(Items from a dataset)
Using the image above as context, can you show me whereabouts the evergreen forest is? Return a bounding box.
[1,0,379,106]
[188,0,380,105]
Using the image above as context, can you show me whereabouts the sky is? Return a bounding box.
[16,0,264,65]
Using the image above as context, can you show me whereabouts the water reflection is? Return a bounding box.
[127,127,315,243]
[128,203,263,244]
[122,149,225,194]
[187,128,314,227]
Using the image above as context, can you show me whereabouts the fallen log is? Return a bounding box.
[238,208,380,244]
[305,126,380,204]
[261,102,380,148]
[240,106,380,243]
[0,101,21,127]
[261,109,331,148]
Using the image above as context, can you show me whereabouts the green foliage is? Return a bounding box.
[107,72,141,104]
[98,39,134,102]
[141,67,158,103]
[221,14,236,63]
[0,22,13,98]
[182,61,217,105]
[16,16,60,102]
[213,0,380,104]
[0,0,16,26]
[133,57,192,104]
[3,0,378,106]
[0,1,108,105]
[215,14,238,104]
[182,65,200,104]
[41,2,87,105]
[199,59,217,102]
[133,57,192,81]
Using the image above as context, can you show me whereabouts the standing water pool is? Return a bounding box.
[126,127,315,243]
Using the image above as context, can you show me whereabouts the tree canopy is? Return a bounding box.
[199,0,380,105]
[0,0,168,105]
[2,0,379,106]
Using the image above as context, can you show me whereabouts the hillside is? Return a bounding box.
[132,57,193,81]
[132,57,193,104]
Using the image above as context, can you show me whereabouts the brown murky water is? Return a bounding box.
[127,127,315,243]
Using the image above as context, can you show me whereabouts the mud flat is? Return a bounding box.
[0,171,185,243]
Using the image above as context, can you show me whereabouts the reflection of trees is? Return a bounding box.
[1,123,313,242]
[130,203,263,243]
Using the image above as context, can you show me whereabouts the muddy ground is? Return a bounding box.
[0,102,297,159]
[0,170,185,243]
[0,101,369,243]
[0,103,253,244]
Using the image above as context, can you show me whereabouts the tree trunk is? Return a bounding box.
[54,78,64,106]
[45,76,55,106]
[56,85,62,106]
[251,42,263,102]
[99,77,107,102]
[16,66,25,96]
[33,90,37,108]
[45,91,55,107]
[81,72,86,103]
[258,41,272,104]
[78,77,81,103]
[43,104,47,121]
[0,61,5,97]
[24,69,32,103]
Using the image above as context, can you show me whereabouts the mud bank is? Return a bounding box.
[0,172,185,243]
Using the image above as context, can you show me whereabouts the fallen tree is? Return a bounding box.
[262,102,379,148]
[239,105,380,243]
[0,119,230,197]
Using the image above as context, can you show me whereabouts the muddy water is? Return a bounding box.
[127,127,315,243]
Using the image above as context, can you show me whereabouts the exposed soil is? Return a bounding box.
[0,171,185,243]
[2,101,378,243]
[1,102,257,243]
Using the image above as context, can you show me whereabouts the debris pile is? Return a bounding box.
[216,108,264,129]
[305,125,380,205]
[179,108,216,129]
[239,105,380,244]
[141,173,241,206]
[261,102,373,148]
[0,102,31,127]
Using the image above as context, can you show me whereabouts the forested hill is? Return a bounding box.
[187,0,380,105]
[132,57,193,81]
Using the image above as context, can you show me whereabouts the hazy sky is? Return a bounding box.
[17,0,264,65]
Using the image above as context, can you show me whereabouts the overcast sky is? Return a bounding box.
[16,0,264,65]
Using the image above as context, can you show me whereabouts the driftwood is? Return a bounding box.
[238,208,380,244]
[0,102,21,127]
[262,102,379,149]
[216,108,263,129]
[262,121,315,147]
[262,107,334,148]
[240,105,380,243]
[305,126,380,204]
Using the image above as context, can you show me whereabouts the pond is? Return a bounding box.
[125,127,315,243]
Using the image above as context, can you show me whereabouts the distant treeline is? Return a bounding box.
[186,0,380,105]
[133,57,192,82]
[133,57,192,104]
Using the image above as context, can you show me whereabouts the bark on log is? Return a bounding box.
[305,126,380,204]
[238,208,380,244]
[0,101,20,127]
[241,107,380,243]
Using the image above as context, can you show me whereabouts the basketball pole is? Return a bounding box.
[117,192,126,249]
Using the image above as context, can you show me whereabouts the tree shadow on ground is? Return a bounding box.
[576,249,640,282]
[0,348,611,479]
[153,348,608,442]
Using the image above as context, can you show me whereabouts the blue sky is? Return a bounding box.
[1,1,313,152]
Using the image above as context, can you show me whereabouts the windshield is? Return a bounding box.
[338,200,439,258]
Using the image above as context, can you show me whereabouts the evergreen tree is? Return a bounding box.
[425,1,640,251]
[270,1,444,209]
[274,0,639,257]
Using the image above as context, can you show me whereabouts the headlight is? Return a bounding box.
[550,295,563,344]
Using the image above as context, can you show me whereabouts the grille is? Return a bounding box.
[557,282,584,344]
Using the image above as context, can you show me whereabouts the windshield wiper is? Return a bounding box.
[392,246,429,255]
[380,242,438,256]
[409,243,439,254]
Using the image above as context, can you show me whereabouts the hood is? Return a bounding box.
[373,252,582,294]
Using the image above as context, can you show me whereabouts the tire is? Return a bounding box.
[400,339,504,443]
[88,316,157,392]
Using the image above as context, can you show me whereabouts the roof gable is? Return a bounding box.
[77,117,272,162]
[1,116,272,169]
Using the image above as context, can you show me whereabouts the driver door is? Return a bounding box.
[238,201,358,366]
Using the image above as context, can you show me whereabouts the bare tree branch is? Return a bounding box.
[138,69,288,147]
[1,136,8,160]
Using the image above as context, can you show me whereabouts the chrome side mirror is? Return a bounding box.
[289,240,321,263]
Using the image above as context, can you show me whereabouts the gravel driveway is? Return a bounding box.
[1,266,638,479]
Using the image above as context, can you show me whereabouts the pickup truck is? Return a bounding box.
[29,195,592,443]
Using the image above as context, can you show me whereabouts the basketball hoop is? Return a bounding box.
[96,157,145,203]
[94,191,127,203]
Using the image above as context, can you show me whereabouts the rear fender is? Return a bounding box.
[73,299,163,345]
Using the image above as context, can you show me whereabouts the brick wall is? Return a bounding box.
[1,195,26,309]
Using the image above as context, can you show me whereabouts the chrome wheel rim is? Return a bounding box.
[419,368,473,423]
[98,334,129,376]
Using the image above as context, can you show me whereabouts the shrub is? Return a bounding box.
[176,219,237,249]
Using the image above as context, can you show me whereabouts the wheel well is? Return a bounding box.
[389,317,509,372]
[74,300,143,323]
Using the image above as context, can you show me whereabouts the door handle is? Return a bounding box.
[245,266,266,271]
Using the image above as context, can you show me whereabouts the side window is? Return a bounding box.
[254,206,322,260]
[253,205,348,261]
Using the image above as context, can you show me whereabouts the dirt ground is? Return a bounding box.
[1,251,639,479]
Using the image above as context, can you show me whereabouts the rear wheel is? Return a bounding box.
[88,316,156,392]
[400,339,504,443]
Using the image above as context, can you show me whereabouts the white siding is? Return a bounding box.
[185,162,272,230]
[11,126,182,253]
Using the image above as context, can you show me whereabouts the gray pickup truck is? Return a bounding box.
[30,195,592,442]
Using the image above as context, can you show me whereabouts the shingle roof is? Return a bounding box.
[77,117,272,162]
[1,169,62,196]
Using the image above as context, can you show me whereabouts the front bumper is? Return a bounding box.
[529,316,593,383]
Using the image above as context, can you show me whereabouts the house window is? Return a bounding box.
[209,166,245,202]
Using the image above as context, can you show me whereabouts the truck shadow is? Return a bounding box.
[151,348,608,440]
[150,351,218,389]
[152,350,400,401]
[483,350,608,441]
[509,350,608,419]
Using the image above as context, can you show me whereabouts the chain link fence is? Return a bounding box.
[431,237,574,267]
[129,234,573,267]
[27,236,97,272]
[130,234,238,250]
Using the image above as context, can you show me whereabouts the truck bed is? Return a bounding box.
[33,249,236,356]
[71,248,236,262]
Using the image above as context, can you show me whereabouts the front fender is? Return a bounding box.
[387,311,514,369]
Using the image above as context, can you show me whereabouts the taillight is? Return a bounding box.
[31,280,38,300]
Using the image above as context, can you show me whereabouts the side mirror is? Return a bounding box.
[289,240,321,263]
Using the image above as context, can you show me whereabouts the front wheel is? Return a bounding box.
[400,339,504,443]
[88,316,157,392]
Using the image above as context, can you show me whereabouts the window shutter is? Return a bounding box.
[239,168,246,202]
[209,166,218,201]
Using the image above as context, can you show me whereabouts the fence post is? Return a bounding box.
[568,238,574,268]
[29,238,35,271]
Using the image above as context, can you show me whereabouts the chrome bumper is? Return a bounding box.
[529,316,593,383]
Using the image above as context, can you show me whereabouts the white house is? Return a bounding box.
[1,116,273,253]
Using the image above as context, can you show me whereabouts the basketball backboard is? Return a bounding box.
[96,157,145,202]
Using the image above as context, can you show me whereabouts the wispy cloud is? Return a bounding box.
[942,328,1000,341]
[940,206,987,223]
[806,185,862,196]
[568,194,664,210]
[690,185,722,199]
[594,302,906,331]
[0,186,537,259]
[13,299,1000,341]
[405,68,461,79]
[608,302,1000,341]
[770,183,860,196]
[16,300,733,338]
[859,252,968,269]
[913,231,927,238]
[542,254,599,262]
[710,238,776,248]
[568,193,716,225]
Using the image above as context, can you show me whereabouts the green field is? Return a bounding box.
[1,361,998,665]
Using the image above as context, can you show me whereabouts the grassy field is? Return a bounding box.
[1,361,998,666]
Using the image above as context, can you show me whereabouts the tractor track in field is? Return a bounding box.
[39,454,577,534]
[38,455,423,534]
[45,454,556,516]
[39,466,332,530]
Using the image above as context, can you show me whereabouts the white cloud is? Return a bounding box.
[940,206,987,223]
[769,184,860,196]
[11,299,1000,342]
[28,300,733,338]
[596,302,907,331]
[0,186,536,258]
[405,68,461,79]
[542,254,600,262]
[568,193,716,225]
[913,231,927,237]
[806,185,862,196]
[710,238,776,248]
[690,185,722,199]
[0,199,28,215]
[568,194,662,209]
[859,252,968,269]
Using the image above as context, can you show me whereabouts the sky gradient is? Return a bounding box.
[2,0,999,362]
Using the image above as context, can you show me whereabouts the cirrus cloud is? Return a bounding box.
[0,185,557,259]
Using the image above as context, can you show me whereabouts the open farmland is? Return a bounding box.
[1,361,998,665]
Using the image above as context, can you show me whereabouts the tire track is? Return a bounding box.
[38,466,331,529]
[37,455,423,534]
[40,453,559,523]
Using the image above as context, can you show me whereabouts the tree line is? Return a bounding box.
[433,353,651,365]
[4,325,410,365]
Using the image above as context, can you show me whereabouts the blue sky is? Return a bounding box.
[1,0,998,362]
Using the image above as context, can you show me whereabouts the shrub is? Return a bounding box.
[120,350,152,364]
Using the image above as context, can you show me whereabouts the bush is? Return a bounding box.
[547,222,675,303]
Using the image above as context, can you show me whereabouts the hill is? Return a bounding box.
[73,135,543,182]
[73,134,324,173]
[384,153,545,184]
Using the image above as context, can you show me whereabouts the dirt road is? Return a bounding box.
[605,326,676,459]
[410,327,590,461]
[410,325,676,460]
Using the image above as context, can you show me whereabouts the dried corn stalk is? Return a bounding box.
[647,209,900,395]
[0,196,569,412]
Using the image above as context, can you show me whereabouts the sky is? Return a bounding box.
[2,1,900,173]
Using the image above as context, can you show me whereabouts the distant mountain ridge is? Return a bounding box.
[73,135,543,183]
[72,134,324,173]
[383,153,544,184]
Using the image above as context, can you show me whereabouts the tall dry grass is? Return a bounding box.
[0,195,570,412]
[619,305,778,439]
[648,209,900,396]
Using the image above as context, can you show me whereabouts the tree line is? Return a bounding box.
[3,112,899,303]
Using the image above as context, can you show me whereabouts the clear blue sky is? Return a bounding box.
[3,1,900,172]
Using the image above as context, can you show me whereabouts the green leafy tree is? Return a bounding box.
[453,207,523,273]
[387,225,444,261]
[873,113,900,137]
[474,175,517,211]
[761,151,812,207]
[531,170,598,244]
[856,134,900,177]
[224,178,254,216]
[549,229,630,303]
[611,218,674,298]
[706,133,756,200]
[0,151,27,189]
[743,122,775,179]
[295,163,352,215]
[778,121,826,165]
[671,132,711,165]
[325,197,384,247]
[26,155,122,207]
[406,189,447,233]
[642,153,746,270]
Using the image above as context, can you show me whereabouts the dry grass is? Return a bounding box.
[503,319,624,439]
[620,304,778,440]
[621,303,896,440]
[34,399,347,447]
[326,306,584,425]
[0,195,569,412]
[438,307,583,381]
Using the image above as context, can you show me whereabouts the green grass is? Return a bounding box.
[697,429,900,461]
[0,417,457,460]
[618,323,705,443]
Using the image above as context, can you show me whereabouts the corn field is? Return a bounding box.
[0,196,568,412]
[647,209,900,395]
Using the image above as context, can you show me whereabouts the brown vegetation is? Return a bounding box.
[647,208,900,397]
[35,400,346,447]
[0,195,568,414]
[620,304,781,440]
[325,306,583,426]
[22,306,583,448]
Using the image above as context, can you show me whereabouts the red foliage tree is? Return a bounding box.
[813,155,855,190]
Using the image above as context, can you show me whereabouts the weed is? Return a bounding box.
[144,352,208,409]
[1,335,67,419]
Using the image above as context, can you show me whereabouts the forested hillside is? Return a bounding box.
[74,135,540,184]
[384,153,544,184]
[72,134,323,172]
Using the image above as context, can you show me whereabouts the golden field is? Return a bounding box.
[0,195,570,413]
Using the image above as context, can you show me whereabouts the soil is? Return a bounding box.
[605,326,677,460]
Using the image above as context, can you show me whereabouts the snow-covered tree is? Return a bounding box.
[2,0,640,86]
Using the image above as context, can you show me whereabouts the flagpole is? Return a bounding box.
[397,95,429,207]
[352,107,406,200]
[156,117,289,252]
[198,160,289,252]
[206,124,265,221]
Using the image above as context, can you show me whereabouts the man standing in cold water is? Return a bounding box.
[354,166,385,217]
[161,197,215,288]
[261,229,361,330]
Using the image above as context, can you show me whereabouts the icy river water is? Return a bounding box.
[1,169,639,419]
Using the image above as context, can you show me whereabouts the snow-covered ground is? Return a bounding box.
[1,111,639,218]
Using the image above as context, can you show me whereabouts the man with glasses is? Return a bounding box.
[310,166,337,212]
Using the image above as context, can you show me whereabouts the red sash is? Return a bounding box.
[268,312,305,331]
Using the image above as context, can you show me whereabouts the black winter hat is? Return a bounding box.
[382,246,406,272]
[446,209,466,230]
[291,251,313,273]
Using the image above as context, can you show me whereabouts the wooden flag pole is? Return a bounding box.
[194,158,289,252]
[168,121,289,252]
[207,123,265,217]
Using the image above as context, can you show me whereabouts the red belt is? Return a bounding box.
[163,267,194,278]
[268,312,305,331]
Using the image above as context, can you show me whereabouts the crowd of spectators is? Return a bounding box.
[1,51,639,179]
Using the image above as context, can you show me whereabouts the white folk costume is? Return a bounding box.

__What is needed__:
Word for word, restate the lines running from the one containing "belt is? Return a bounding box." through the final line of the records above, and nothing besides.

__Written answer__:
Using the image above as context, can you show me whereabouts the red belt is? Return a bounding box.
[163,267,194,278]
[268,312,305,331]
Using the image above as context, can you show me whereabouts the crowd of spectators is? Return a bounding box.
[1,51,639,179]
Using the image above as context, can you show me whereabouts the white folk costume is? Return a bounding box.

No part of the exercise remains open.